TEXT |

Metaverse will offer limitless possibilities to deliver healthcare—efficiently, cheaply, and more widely—through telehealth, remote therapy, or remote treatments on the metaverse. Medical professionals will be able to use digital twins as “test dummies” to predict how an individual may recover from a surgery, how they may react to a certain treatment, etc., to help identify issues before they happen.

New travel experiences will be borne with increased adoption of the metaverse. Those who cannot travel—due to health, financial, or other reasons—will be able to experience their favorite destinations, visit relatives, or religious sites, all through fully immersive and interactive experiences.

Similarly, metaverse will level the playing field between urban and rural, developed and developing parts of the world by enabling access to public services in the remotest places.

We will also have a unique opportunity to tackle climate change with metaverse. Through digital twins, metaverse will allow for replication of buildings, cities, and even the earth to better understand our impact on the environment and help advance climate science. In fact, Nvidia has already announced plans to create a digital twin of earth to that effect.

Disadvantages and risks of the metaverse prevail

Yet, with all these enormous benefits, metaverse also presents some significant risks.

First off, we run the risk of creating a platform exclusive to a certain part of the society—those who have access to technology and the skillset to use it—thus fostering more homogeneity rather than diversity. In fact, we are already seeing imbalances in terms of the geographic distribution of VR sets. In 2019, North America and Western Europe made up nearly 90% of all VR set sales, and 38% of the expected metaverse growth in the next four years is expected to come from North America. We must do our best to ensure a more equitable distribution of technologies that enable the metaverse across the world. Particularly businesses with global operations have a huge role to play in that regard.

Second, over-dependency on and overuse of the metaverse can have significant societal implications—creating two parallel realities, leading to more division and resentment instead of more cohesion, inclusion, and collaboration. We must establish governance processes to ensure that metaverse augments the real world, not replace it.

DATA UNDER STUDY |
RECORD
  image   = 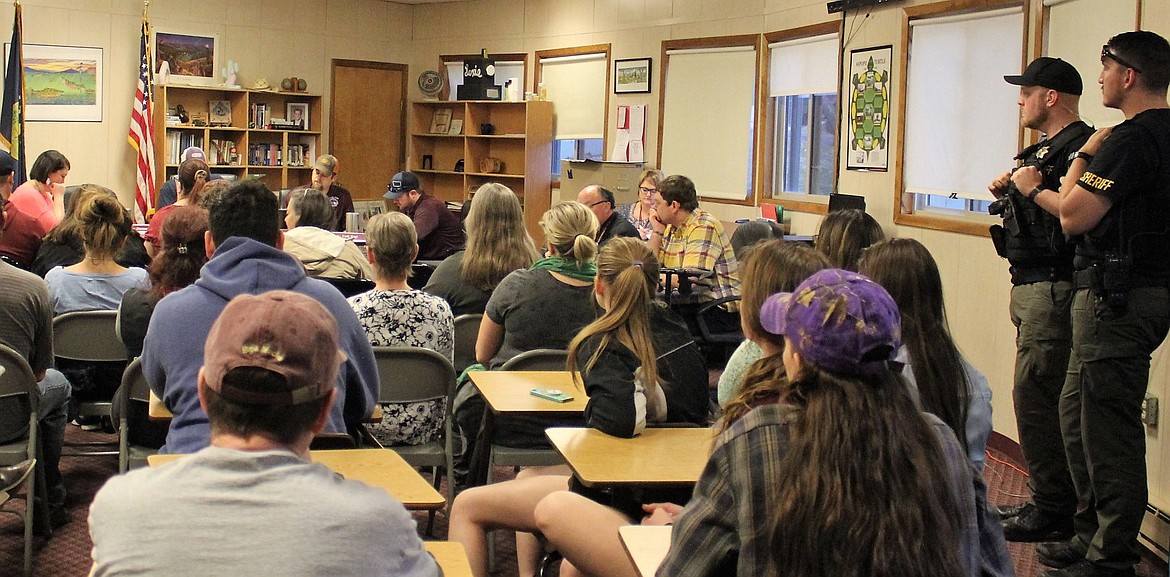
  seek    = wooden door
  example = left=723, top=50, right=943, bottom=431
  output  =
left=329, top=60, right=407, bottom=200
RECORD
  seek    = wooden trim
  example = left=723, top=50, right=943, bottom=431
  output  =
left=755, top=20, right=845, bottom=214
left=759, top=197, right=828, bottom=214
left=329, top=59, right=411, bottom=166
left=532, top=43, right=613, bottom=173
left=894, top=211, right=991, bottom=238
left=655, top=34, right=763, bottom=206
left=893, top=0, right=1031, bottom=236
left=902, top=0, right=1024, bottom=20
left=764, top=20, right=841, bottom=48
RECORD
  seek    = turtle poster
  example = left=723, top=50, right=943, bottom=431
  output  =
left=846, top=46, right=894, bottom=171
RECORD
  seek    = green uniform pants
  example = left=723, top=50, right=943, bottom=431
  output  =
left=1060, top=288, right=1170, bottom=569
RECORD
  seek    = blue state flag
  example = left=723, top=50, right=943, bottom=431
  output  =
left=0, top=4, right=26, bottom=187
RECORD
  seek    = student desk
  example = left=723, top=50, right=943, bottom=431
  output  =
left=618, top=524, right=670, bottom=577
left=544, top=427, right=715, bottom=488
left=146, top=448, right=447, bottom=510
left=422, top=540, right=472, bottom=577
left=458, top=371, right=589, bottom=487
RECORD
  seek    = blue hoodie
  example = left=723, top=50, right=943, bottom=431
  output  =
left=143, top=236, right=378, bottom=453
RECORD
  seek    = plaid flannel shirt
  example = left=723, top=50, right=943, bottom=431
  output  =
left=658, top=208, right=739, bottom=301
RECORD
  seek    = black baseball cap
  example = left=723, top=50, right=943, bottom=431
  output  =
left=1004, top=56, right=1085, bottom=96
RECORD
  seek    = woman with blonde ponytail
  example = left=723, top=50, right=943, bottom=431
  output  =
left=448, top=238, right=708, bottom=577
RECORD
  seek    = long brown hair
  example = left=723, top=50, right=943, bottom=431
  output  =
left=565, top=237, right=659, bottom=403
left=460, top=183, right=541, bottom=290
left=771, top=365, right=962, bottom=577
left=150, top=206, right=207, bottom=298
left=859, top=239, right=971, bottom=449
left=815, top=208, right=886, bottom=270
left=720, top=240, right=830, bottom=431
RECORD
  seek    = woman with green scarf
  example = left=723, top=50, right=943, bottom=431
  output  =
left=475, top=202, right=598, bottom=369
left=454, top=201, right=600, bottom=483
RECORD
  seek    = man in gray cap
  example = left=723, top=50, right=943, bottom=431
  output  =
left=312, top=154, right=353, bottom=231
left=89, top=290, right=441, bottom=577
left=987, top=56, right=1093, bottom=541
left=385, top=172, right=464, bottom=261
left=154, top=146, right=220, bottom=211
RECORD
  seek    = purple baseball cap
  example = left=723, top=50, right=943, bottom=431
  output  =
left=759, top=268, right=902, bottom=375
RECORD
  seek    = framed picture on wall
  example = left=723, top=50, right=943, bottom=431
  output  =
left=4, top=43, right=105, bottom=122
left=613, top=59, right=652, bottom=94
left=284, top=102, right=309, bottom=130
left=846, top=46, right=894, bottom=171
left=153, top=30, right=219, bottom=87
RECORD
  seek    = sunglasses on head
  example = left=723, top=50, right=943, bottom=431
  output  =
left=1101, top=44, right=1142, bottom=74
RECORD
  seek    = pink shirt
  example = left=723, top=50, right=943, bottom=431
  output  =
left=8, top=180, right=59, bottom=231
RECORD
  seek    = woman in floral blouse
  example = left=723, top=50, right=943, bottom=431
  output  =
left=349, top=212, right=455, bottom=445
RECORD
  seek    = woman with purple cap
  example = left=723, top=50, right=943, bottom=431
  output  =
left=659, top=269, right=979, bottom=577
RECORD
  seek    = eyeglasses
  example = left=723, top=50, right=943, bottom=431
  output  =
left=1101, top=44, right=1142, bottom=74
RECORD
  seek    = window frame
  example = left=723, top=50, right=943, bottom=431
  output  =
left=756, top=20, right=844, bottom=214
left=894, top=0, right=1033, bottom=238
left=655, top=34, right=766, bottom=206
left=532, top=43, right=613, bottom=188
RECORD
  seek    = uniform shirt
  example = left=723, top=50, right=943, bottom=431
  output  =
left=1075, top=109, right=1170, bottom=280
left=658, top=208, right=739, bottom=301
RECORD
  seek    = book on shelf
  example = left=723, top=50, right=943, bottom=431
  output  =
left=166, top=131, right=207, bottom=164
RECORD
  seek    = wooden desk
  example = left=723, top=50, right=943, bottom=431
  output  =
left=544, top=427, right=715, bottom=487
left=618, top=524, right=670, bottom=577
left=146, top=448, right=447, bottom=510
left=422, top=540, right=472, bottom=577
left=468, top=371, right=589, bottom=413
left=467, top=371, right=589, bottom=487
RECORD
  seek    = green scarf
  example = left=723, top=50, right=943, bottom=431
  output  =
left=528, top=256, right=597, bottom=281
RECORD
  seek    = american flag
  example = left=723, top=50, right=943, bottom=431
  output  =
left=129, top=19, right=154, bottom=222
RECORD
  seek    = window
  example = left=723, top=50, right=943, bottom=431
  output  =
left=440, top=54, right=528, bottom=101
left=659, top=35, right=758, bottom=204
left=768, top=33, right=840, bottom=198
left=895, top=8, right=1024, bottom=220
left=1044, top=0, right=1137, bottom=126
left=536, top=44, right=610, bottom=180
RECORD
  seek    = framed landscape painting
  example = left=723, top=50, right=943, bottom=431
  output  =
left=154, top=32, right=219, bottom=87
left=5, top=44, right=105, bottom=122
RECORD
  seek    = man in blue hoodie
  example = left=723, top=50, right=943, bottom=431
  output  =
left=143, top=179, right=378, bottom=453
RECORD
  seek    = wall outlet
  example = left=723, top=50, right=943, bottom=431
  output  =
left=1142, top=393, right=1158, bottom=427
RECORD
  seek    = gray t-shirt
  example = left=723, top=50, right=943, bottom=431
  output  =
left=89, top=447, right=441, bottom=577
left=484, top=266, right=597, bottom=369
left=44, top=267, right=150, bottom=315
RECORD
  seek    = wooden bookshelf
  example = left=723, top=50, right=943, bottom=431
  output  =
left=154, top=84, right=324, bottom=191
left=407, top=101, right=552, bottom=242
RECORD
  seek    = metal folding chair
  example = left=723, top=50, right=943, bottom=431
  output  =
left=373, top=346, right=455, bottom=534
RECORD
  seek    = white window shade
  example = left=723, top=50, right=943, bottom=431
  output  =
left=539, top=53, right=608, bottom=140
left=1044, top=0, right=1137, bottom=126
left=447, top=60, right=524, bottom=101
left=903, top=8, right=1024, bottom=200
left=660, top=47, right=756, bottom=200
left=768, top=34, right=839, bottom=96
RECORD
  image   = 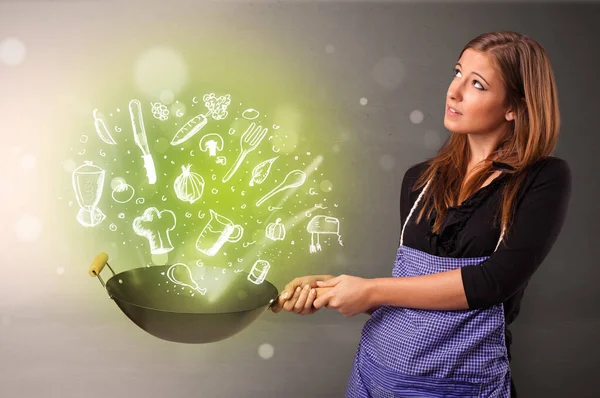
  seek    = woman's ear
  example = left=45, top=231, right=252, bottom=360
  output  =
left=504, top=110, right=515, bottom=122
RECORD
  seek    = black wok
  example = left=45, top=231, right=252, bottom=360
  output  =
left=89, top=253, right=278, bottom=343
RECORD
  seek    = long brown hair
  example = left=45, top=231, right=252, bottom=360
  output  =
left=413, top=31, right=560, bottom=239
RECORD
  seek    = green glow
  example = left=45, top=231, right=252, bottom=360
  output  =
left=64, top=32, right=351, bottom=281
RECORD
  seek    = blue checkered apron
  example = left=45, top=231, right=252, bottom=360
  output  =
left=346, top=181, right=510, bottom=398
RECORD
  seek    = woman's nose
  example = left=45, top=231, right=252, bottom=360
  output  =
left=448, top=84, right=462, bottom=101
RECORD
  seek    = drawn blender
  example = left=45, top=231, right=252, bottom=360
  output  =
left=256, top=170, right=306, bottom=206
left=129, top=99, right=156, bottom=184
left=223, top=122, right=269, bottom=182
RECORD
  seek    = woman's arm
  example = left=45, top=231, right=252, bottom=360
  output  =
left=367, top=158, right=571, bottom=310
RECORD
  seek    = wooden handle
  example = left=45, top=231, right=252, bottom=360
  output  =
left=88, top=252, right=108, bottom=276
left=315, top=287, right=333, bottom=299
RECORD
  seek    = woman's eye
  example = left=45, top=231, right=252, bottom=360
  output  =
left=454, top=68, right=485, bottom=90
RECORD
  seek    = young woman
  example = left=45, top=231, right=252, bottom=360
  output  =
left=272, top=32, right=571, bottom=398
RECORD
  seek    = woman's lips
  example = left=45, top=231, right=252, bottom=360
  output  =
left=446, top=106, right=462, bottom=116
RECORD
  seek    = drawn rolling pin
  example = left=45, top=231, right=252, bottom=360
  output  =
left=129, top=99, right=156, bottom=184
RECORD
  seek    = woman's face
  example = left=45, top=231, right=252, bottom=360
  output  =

TO DO |
[1] In the metaverse text, what share of all VR set sales did North America and Western Europe make up in 2019?
[2] Continue the metaverse text from where it stops.

EXPECTED OUTPUTS |
[1] Nearly 90%.

[2]
Third, 3D environments can collect a much broader range of data about individuals than the two-dimensional Internet. To add to that, metaverse will enable the creation of multiple personalities, significantly complicating data privacy and creating a slew of challenges in terms of validation and authentication of identity. As an irreversible, traceable, and secure network of transactions, blockchains will be critical in managing identities, authentication, data ownership, and governance.

Further, just as metaverse can be beneficial in reducing bias, if the artificial intelligence (AI) which operates the platform is skewed, it can be the exact opposite. It will be imperative for organizations to create oversight processes that ensure ethical AI standards and build a diverse and inclusive workforce of engineers to address any biases in the algorithm during the development phase.

Unlocking the power of metaverse

Finally, realizing the full potential of the metaverse will require advancements in technologies ranging from core infrastructure to experiential capabilities. Like the Internet’s globally accepted Domain Name System and Internet Protocol standards, which catalysed user adoption, the metaverse will need similar standards for graphical, transactional, computing, and network capabilities. For an open, interoperable, and secure metaverse, it will be vital for consortiums of different enterprises, ranging from startups to Internet giants, to collaborate on protocol standards.

We stand at a crucial point in time where we still can guide the direction of this nascent platform. It is entirely up to us—those who are building the founding blocks and governance models—to take the actions needed to unlock the power of metaverse as a source for good, while establishing processes that will help mitigate its risks.